▶ Records from a collection
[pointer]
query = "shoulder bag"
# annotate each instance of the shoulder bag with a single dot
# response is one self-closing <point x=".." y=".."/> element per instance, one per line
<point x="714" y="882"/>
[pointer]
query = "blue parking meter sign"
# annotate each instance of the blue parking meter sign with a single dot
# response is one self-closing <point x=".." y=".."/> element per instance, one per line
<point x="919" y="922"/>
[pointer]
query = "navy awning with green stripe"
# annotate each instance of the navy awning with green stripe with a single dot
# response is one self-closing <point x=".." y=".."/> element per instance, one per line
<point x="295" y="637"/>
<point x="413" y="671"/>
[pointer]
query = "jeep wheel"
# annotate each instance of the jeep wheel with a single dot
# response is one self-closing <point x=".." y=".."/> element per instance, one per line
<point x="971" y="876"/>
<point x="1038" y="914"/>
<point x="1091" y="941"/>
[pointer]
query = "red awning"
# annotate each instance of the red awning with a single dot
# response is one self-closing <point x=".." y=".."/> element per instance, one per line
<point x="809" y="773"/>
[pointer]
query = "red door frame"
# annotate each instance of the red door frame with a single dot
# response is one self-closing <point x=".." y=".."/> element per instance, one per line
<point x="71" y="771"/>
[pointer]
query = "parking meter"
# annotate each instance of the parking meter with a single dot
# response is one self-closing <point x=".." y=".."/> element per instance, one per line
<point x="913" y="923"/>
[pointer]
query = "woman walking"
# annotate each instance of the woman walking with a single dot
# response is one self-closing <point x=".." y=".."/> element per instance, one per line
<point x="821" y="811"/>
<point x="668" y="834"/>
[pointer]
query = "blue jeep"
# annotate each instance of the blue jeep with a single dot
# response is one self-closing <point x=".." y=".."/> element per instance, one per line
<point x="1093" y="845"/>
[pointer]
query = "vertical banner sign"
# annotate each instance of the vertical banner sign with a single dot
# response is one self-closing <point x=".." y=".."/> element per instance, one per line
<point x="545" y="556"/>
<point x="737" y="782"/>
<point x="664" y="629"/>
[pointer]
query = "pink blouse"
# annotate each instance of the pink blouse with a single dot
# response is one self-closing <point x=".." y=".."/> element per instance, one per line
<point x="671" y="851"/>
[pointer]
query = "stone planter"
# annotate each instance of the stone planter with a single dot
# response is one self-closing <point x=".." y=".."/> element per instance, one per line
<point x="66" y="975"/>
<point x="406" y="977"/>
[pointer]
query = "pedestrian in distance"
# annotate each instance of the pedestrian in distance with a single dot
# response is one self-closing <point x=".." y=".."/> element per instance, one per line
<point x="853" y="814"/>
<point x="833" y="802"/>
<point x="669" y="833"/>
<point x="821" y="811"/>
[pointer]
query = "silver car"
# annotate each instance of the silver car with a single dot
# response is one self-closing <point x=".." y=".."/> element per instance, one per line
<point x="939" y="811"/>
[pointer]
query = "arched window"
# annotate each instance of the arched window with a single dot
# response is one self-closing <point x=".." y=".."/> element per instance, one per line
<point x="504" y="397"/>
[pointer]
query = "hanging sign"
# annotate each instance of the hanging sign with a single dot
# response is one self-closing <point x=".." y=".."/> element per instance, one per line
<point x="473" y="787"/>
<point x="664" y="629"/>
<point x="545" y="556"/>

▶ EXERCISE DESCRIPTION
Count the lines in the data that contain the string "vertical", and give nothing but that number.

▶ SOLUTION TO THIS EXERCISE
2